- _What you have to do_: Send back the data below exactly. Drop every picture.

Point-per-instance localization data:
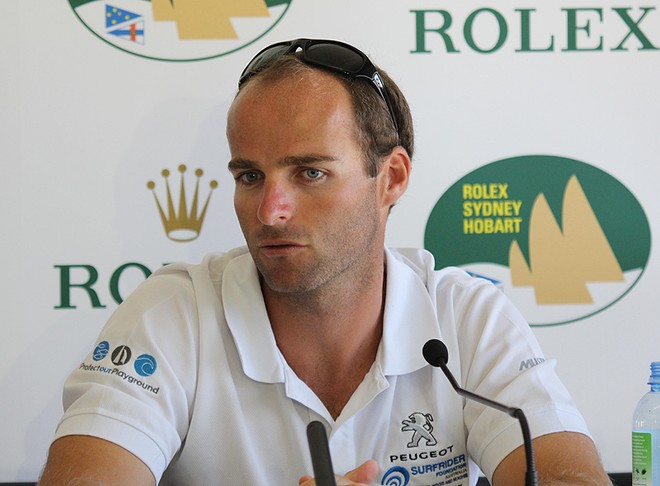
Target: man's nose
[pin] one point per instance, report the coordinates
(276, 204)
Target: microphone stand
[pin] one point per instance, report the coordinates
(320, 452)
(436, 354)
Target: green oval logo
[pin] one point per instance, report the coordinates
(180, 30)
(561, 238)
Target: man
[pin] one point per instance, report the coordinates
(317, 321)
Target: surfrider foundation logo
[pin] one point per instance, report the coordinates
(180, 30)
(563, 239)
(182, 221)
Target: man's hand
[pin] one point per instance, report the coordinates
(363, 475)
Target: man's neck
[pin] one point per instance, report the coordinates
(330, 337)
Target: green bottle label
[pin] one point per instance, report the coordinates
(642, 446)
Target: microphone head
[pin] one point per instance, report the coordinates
(435, 352)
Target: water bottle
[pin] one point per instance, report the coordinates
(646, 434)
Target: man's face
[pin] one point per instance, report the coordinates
(308, 210)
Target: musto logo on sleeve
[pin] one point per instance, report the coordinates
(563, 239)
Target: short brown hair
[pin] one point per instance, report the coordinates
(377, 135)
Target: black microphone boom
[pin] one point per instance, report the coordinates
(320, 452)
(436, 354)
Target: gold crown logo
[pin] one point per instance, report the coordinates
(180, 224)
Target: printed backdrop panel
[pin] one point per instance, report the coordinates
(536, 167)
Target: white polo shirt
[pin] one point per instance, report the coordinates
(187, 376)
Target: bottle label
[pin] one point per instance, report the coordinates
(642, 448)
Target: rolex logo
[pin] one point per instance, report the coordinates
(180, 223)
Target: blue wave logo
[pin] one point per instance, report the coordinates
(396, 476)
(101, 351)
(121, 355)
(145, 365)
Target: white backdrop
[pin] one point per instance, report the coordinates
(85, 125)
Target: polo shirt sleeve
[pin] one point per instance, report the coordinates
(136, 386)
(497, 356)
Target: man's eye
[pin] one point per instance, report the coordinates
(248, 177)
(313, 173)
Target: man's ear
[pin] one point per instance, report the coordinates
(395, 174)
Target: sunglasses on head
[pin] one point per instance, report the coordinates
(327, 54)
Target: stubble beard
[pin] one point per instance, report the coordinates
(344, 263)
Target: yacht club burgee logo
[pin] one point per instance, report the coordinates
(180, 30)
(563, 239)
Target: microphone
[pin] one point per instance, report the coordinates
(320, 452)
(436, 354)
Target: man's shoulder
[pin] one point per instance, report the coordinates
(422, 262)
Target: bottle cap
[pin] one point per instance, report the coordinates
(654, 379)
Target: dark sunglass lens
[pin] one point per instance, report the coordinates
(336, 57)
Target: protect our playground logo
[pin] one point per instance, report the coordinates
(180, 30)
(563, 239)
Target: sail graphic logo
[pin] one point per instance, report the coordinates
(180, 30)
(563, 239)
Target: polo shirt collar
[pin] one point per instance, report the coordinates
(409, 319)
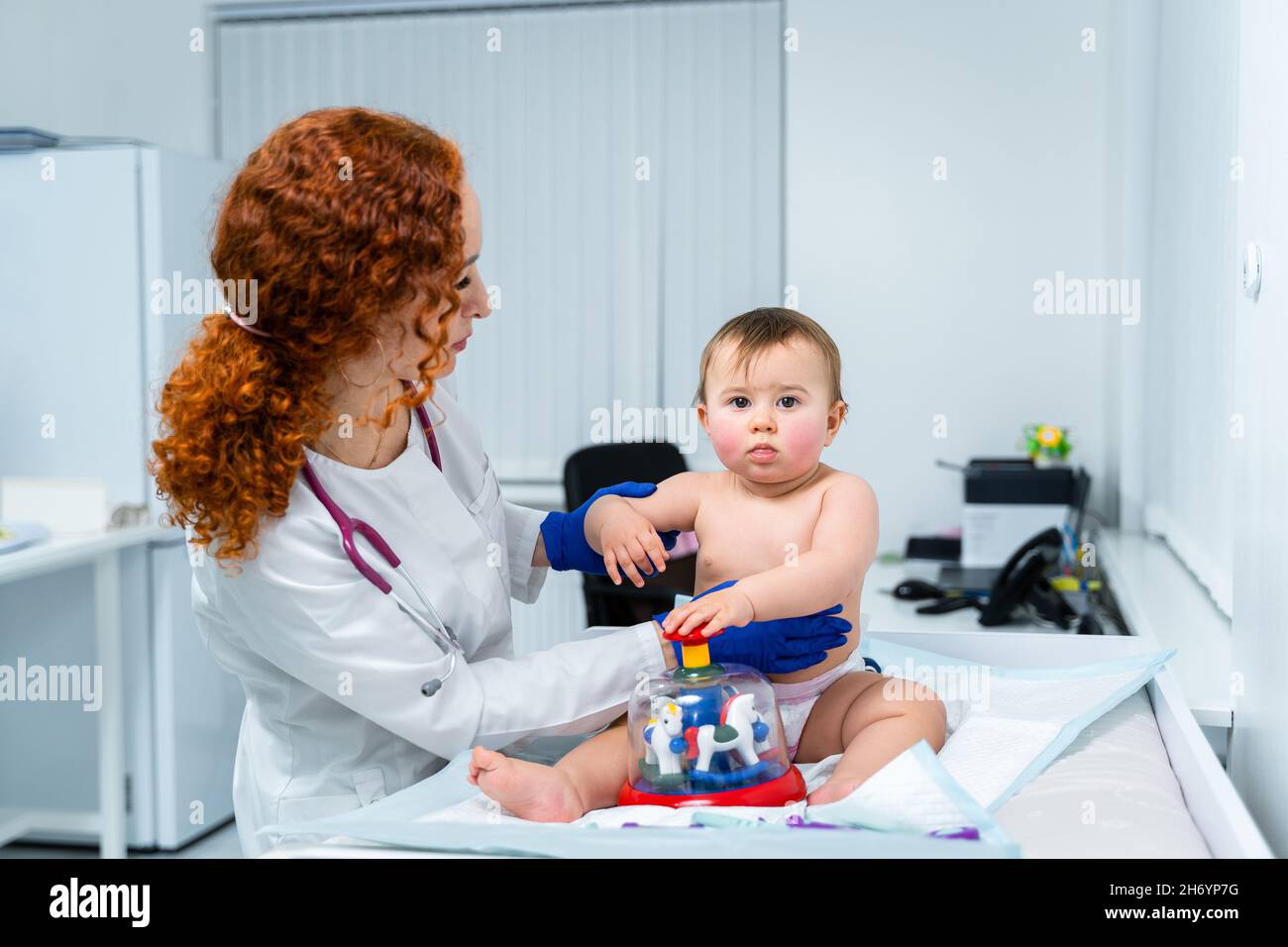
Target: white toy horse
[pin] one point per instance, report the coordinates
(737, 732)
(662, 741)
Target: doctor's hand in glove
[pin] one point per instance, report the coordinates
(565, 538)
(774, 647)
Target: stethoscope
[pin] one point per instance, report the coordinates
(439, 631)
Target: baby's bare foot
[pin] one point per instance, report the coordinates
(836, 789)
(529, 789)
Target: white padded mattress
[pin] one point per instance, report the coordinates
(1111, 793)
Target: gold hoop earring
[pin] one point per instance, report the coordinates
(384, 368)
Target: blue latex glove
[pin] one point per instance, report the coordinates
(565, 534)
(778, 646)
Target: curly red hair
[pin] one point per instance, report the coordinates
(340, 218)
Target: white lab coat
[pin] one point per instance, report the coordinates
(333, 671)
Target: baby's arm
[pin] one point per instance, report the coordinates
(844, 545)
(625, 530)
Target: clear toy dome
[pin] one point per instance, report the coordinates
(707, 735)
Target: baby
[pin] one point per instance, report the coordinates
(799, 538)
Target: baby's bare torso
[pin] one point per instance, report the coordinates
(741, 534)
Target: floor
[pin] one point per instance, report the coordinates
(220, 843)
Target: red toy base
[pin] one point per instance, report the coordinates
(789, 788)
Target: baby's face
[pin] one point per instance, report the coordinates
(772, 423)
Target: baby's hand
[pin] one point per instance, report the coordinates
(719, 609)
(629, 541)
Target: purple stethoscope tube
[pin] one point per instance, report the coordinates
(349, 527)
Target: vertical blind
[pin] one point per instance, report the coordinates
(629, 162)
(609, 283)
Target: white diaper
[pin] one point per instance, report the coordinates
(797, 699)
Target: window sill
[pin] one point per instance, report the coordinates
(1163, 602)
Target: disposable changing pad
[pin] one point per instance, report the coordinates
(935, 819)
(1008, 724)
(1005, 727)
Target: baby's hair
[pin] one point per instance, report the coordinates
(763, 329)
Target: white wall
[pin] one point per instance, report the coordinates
(1258, 751)
(108, 67)
(927, 285)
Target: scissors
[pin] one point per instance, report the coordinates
(351, 528)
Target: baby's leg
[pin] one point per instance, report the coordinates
(870, 719)
(589, 777)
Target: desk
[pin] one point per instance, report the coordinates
(1159, 599)
(103, 551)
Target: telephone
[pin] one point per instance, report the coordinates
(1022, 582)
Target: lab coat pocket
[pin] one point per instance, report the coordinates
(487, 508)
(369, 788)
(290, 810)
(489, 492)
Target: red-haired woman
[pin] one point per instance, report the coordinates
(360, 236)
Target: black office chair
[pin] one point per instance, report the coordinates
(601, 466)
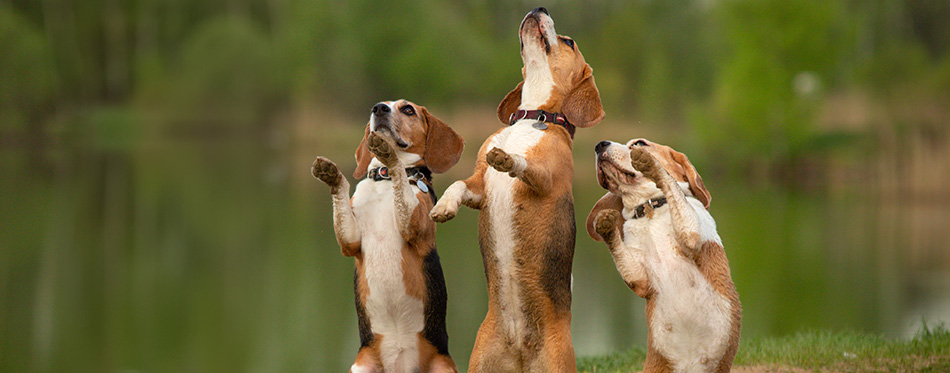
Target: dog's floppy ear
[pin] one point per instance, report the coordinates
(695, 182)
(363, 157)
(510, 104)
(582, 106)
(443, 145)
(610, 201)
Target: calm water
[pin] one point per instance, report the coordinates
(219, 256)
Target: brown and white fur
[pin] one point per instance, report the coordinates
(522, 185)
(399, 286)
(671, 255)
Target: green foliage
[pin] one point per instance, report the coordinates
(840, 351)
(227, 76)
(27, 83)
(778, 55)
(745, 78)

- _Solution to the problem_:
Target: man's nose
[pin] one point per instance, report the coordinates
(276, 204)
Target: microphone stand
[pin] one point per instance, report the coordinates
(320, 452)
(436, 354)
Target: green oval logo
[pin] one point per instance, report the coordinates
(180, 30)
(561, 238)
Target: man
[pin] one point per instance, report the coordinates
(317, 321)
Target: surfrider foundation logo
[pin] one point per instance, report the coordinates
(180, 30)
(563, 239)
(182, 221)
Target: man's hand
[pin] one point per instance, report the coordinates
(363, 475)
Target: man's neck
[pin] one point per instance, report the coordinates
(330, 337)
Target: green bottle label
[pin] one point per instance, report the coordinates
(642, 446)
Target: microphone head
[pin] one point per instance, report the coordinates
(435, 352)
Target: water bottle
[pin] one point per instance, report the coordinates
(646, 434)
Target: man's face
[pin] one point per instance, report the coordinates
(308, 210)
Target: musto logo on sleeve
[pin] one point per instance, report the coordinates
(563, 239)
Target: short brown hair
[pin] one point per instance, report the coordinates
(377, 135)
Target: black microphone boom
[pin] one point per instance, report the coordinates
(320, 452)
(436, 354)
Target: gold crown logo
[pin] one point per instance, report the coordinates
(180, 224)
Target: printed backdrop panel
[pin] one point per instance, report the coordinates
(536, 167)
Target: white polo shirt
[pin] one point per instance, report the coordinates
(187, 376)
Target: bottle label
[pin] one point per instance, report the coordinates
(642, 448)
Target: rolex logo
[pin] one point per instance, report the coordinates
(180, 223)
Target: blue wave logo
[pin] one point per instance, report the coordinates
(396, 476)
(101, 351)
(121, 355)
(145, 365)
Target: white backdrop
[pin] one point per instance, report the coordinates
(85, 125)
Target: polo shirt sleeve
[pin] one point per instance, report the coordinates
(136, 386)
(497, 356)
Target: man's eye
[pin] one point per instance, report the coordinates
(248, 177)
(313, 173)
Target: man's ear
[pin] one point per instance, report the coordinates
(395, 174)
Target: sunglasses on head
[pin] one point per instance, report the coordinates
(327, 54)
Target: stubble beard
[pin] one point per instance, report the coordinates
(344, 263)
Target: yacht club burgee logo
[pin] one point per instance, report the coordinates
(180, 30)
(563, 239)
Target: microphone
[pin] one point per instance, report the coordinates
(320, 452)
(436, 354)
Target: man's shoulder
[pin] one point per instance, report the coordinates
(422, 262)
Target: bottle cap
[pin] one point per instance, report the coordinates
(654, 379)
Target: dark sunglass lens
[pin] one point per instance, report the coordinates
(336, 57)
Target: protect our playground logo
[pin] one point per instance, report the coordinates
(180, 30)
(563, 239)
Target: sail graphic logo
[pin] one point per instance, report the coordinates
(180, 30)
(563, 239)
Target: polo shirt collar
[pin] one point per instance, report the coordinates
(409, 319)
Target: white toy horse
[pin] one point per instance, report the coordinates
(737, 732)
(662, 741)
Target: doctor's hand in glove
[pin] one point per instance, report the coordinates
(565, 538)
(774, 647)
Target: stethoscope
[pin] one point per instance, report the coordinates
(439, 631)
Target: baby's bare foot
[pin] one point per instance, report the coordinates
(836, 789)
(529, 789)
Target: white padded mattress
[pin] one point per instance, report the coordinates
(1111, 793)
Target: gold hoop earring
[pin] one point per instance, report the coordinates
(384, 368)
Target: blue latex glove
[pin] one point per instance, report the coordinates
(565, 534)
(778, 646)
Target: curly red hair
[pin] one point per instance, report the coordinates
(340, 218)
Target: white lab coat
[pin] one point per instance, report the coordinates
(333, 671)
Target: baby's arm
[pin] one point per instance, report the coordinates
(844, 545)
(625, 530)
Target: clear toy dome
[pin] one point per instance, report the coordinates
(707, 735)
Target: baby
[pin] one point per instance, report the coordinates
(799, 538)
Target: baby's bare torso
[pin] one point per instance, report the coordinates
(741, 534)
Target: floor
[pin] one point per instance, report the coordinates
(220, 843)
Target: red toy base
[pin] one point per instance, report the coordinates
(789, 788)
Target: baby's face
[pin] one point per instance, report the coordinates
(772, 423)
Target: baby's hand
[pin] one point per instance, report the coordinates
(719, 609)
(629, 541)
Target: purple stethoscope tube
[pin] one point per instance, report the coordinates
(349, 527)
Target: vertical blind
[pin] one point per instance, report the coordinates
(629, 162)
(609, 283)
Target: white diaper
[pin] one point per instance, report the coordinates
(797, 699)
Target: window sill
[pin] one point per instance, report the coordinates
(1163, 602)
Target: disposable changing pad
[pin] one point per instance, report the coordinates
(935, 819)
(1008, 724)
(1005, 727)
Target: baby's hair
[pin] one point per instance, report the coordinates
(763, 329)
Target: white wall
[pin] one point per instance, report the coordinates
(1258, 751)
(108, 67)
(927, 285)
Target: scissors
[pin] one point per instance, report the coordinates
(351, 528)
Target: baby's leg
[pin] one point per instance, report the coordinates
(870, 719)
(589, 777)
Target: desk
[pin] one point per instance, report the coordinates
(1159, 599)
(103, 551)
Target: telephone
[pin] one point per instance, report the coordinates
(1022, 582)
Target: lab coat pocket
[pin] one point per instance, report the coordinates
(487, 508)
(369, 788)
(290, 810)
(489, 492)
Target: red-haired woman
[pin] one point per instance, report the coordinates
(360, 236)
Target: black office chair
[pin] one point per instance, report the coordinates
(601, 466)
Target: dog's floppy ear
[pin] one point per instance, report the coordinates
(695, 182)
(363, 157)
(510, 104)
(582, 106)
(443, 145)
(610, 201)
Target: calm water
[pin] one point per instance, report the coordinates
(219, 256)
Target: brown and white fur
[pin] one point per instance, report the coordinates
(522, 185)
(399, 286)
(671, 255)
Target: green foliage
[pin] one point per instance, report the coordinates
(840, 351)
(227, 76)
(27, 83)
(778, 55)
(745, 78)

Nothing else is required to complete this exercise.